━━━━━ Extract ━━━━━

Now with a similar idea we can solve our first environment the only difference this time: our state is determined by our previous action.  

In [1]:
import numpy as np
import tensorflow as tf

In [2]:
import gym
env = gym.make('CartPole-v0')

[2017-09-26 16:07:38,206] Making new env: CartPole-v0


In [3]:
""" take 1D float array of rewards and compute discounted reward """
def discount_rewards(r):
    discounted_r = np.zeros_like(r)
    running_add = 0
    for t in reversed(xrange(0, r.size)):
        running_add = running_add * gamma + r[t]
        discounted_r[t] = running_add
    return discounted_r


In [4]:
# hyperparameters
H = 16 # number of hidden layer neurons
learning_rate = 1e-2 # feel free to play with this to train faster or more stably.
gamma = 0.99 # discount factor for reward

D = 4 # input dimensionality

logs_path = '/tmp/logs_pole/pole_1'

In [5]:
tf.reset_default_graph()

#This defines the network as it goes from taking an observation of the environment to 
#giving a probability of chosing to the action of moving left or right.
observations = tf.placeholder(tf.float32, [None,D] , name="observations")

with tf.name_scope('Model'):
    W1 = tf.get_variable("W1", shape=[D, H],
           initializer=tf.contrib.layers.xavier_initializer())
    layer1 = tf.nn.relu(tf.matmul(observations,W1))
    W2 = tf.get_variable("W2", shape=[H, 1],
               initializer=tf.contrib.layers.xavier_initializer())
    score = tf.matmul(layer1,W2)
    probability = tf.nn.sigmoid(score)

#From here we define the parts of the network needed for learning a good policy.
tvars = tf.trainable_variables()
input_y = tf.placeholder(tf.float32,[None,1], name="input_y")
advantages = tf.placeholder(tf.float32,name="reward_signal")

# The loss function. This sends the weights in the direction of making actions 
# that gave good advantage (reward over time) more likely, and actions that didn't less likely.
# If input_y is 0 -> log-likelyhood is log(probability)
# If input_y is 1 -> log-lik is log(1-probability)
loglik = tf.log(input_y*(input_y - probability) + (1 - input_y)*(input_y + probability))
loss = -tf.reduce_mean(loglik * advantages) 
    
newGrads = tf.gradients(loss,tvars)


# We just apply gradients after every episode 
adam = tf.train.AdamOptimizer(learning_rate=learning_rate) # Our optimizer
updateGrads = adam.apply_gradients(zip(newGrads,tvars))

true_reward = tf.placeholder(tf.float32,name="true_reward")

In [6]:
# 'Saver' op to save and restore all the variables
saver = tf.train.Saver()

# Data construction for tensorboard output

# Create a summary to monitor loss tensor
tf.summary.scalar("Loss", -loss)

━━━━━ Entries provided ━━━━━

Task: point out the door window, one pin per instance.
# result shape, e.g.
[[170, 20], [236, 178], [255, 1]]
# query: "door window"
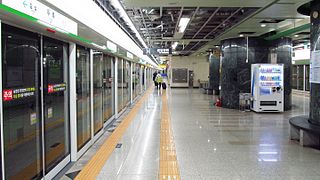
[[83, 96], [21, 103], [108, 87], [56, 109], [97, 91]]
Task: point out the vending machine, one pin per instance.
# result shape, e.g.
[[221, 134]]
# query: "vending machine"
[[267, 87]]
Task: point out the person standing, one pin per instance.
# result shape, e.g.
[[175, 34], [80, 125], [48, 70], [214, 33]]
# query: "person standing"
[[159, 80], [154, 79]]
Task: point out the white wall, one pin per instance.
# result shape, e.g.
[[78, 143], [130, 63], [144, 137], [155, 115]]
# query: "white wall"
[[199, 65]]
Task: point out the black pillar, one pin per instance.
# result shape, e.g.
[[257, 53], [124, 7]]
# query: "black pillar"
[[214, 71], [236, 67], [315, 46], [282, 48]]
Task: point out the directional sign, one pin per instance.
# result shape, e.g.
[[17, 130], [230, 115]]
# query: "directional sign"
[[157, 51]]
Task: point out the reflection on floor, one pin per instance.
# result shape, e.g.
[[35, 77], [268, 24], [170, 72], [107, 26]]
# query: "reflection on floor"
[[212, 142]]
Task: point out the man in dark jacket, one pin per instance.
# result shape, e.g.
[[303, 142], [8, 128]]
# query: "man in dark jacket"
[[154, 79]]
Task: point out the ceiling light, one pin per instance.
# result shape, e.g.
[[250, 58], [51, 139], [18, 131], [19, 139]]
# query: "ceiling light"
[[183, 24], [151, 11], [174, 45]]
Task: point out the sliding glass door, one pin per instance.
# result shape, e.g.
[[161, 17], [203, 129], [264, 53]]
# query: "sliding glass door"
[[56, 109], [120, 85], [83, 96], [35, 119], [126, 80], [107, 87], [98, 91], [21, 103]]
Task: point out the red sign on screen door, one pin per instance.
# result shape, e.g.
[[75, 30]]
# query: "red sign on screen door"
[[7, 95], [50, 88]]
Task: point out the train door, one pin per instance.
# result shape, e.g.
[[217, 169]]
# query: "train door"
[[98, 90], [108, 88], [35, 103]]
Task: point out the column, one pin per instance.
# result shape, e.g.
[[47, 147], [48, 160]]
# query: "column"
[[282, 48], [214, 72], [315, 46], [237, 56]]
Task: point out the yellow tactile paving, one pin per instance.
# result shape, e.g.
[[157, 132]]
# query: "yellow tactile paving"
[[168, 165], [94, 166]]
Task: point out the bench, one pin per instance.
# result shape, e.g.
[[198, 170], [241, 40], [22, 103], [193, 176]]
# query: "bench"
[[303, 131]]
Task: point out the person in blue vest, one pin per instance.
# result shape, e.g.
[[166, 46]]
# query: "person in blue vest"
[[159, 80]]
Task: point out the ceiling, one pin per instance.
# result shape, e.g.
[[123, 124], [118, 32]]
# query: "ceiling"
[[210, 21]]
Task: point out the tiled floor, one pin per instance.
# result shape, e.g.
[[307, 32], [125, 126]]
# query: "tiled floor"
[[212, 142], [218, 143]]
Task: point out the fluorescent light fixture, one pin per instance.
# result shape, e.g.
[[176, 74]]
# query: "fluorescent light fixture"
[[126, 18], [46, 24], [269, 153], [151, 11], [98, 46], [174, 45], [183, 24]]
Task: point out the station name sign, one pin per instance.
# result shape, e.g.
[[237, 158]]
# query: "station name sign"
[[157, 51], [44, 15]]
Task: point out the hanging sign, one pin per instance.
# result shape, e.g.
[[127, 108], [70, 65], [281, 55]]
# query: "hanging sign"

━━━━━

__Short exercise 1__.
Rewrite the CartPole code starting with "# The loss function." and going on through "didn't less likely.", using "parameters" in place of "weights".
__Short exercise 2__.
Shift the records starting with the line with "Task: point out the fluorescent" and going on through the line with "[[157, 51], [44, 15]]" by adding 144 to every point coordinate in the answers, and reproduce only those lines in full, requests included.

__Exercise answer 1__.
# The loss function. This sends the parameters in the direction of making actions 
# that gave good advantage (reward over time) more likely, and actions that didn't less likely.

__Exercise answer 2__.
Task: point out the fluorescent light fixture, one pin per instance.
# result shape, e.g.
[[176, 74]]
# query: "fluorescent light fixture"
[[270, 162], [190, 168], [413, 297], [295, 155], [242, 190], [318, 189], [327, 168]]
Task: point out the station name sign, one pin per instance.
# result shape, e.g.
[[237, 158]]
# query: "station name sign"
[[301, 195], [188, 159]]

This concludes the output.